University of Victoria

Campus Design Guidelines

Prepared for the Campus Planning Committee

Prepared by Campus Planning

Final Report October 2006

CAMPUS DESIGN GUIDELINES

I Introduction

The Campus Plan provides an overall vision and framework that guides future campus development in a coherent way, ensuring that each future project fits appropriately within the larger intended character and limits of the campus.

These guidelines are intended to assist campus planning committees, campus staff, user and building committees and building design teams in making decisions about campus development including new construction, renovation, infrastructure improvements, and campus planning.

The guidelines are informed by a number of sources including historical campus planning documents, the Campus Plan (2003), input from the campus coordinating architect and the consulting landscape architect, facilities management staff, and a review of approaches used by other campuses. These guidelines are still in draft form. They are intended to facilitate discussion by the members of the campus planning committees: Campus Planning Committee (CPC) and the Facilities Development and Sustainability Sub-committee (FDSS). The guidelines would also benefit from a review by the architects currently engaged by the university on the various construction projects.

-*-

To do:
(A) Answer these questions about the campus design guidelines:
(i) Who prepared the report?
(ii) What year is given for the Campus Plan listed among the sources?
(iii) Which two campus planning committees are the guidelines meant to facilitate discussion among?
(B) Write the next part of the campus design guidelines text, picking up after its final sentence.

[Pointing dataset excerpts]
-*-

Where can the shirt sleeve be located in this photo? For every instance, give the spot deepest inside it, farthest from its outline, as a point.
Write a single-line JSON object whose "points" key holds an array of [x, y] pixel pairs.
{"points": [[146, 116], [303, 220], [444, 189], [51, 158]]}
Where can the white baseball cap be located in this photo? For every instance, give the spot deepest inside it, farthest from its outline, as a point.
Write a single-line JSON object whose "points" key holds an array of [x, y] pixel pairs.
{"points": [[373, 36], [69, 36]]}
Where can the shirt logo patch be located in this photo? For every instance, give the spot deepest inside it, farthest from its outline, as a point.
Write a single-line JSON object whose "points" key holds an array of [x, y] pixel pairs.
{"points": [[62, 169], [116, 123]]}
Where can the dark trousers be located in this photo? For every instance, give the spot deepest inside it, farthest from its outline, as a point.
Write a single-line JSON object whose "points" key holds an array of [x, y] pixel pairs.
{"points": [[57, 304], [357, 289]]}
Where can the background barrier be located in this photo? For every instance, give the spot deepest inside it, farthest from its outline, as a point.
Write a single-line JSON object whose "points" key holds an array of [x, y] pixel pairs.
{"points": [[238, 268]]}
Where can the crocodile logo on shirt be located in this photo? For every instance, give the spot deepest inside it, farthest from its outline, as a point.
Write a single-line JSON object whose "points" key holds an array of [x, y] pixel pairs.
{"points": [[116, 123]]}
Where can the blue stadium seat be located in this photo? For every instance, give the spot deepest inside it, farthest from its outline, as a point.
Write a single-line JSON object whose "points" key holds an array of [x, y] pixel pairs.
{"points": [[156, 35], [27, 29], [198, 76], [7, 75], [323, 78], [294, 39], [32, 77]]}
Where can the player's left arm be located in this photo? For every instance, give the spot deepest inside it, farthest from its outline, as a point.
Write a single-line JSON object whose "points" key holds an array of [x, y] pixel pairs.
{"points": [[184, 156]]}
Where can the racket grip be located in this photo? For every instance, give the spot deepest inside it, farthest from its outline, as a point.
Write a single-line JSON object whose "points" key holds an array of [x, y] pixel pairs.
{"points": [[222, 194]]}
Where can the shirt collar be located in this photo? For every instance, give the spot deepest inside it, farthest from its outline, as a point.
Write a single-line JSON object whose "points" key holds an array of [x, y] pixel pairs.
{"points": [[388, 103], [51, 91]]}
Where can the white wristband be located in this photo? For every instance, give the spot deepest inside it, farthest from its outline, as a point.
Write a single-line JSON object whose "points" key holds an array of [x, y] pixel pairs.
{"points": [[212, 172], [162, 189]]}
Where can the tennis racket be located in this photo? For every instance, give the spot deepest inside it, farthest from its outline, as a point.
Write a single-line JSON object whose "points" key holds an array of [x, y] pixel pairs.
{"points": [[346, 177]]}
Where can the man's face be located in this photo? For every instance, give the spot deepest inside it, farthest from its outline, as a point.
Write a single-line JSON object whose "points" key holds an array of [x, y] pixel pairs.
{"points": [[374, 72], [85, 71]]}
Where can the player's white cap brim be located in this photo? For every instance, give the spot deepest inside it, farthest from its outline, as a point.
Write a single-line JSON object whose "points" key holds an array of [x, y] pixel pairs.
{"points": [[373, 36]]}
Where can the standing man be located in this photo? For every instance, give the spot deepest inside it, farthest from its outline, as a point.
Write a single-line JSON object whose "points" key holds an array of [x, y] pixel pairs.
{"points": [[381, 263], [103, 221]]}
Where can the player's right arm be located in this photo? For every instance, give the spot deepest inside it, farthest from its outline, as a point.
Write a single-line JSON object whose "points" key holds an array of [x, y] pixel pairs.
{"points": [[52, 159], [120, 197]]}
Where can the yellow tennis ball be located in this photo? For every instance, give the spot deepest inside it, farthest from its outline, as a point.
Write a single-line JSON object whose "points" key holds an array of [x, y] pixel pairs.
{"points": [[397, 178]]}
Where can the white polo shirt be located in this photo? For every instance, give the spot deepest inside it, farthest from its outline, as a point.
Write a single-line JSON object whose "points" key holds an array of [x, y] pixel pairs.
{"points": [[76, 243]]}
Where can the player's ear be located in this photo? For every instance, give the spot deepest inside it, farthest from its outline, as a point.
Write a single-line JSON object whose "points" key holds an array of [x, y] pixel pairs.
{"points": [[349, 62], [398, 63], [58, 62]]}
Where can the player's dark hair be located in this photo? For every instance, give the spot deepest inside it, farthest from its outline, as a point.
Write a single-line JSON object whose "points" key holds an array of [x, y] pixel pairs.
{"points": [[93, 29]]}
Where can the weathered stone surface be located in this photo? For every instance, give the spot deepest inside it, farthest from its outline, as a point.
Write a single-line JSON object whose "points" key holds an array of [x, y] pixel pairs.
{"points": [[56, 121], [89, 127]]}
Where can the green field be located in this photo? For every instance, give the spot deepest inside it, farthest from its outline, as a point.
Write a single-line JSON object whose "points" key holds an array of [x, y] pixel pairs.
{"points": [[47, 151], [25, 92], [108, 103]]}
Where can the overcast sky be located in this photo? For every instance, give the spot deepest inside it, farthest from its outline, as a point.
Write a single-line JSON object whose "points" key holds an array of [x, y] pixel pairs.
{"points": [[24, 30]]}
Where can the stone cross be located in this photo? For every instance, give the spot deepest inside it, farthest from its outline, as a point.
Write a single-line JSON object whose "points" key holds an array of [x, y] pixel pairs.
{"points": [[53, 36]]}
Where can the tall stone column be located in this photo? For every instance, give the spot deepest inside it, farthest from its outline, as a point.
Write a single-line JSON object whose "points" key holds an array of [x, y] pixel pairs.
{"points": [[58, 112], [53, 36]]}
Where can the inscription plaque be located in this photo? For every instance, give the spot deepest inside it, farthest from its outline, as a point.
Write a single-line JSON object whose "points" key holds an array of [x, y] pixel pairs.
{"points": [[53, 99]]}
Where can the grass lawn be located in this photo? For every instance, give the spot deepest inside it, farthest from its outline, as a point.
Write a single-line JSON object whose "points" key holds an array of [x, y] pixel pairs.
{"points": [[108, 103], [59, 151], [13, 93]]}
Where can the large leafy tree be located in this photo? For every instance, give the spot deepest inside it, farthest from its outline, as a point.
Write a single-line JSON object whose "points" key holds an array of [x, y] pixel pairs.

-*-

Responses per task:
(A)
(i) Campus Planning
(ii) 2003
(iii) The Campus Planning Committee (CPC) and the Facilities Development and Sustainability Sub-committee (FDSS)

(B)
The campus is presently undergoing significant change as new buildings and facilities are developed to meet existing needs and projected growth. Recognition of the limited land base within the campus required a new approach to development: a greater emphasis on compact form, more efficient building footprints, a greater concentration of development within the inner ring road, particularly on existing parking lots.

The initial approach to campus development emphasized low-scale buildings, surrounded by extensive landscaping, with no dominant architectural theme. The new development approach will require a more intense form of development, bringing buildings closer together, often increasing the height and massing, and creating tighter interfaces between buildings, roads, and pathways. While this creates an efficient form of development, it places far greater emphasis on building siting and design in order to retain an appropriate level of campus coherence and design compatibility. These guidelines are a starting point in the conversation on what constitutes an appropriate design response to a more intense development pattern on campus. They are intended to evolve in response to committee review and input.

II Design & Development Considerations

The Campus Design Guidelines establish general criteria to be used in directing future building and site design initiatives as the Campus Plan is implemented. These guidelines do not prescribe specific design solutions but rather suggest directions for those who will design and manage campus facilities in the future. While each new project will present its own set of unique circumstances, having design guidelines as reference ensures that all projects developed over time can exhibit the desired degree of consistency in form and character, while simultaneously allowing flexibility for positive innovation. The goal is to achieve an integrated, coherent campus environment of high quality whose parts relate to one another regardless of when they are built.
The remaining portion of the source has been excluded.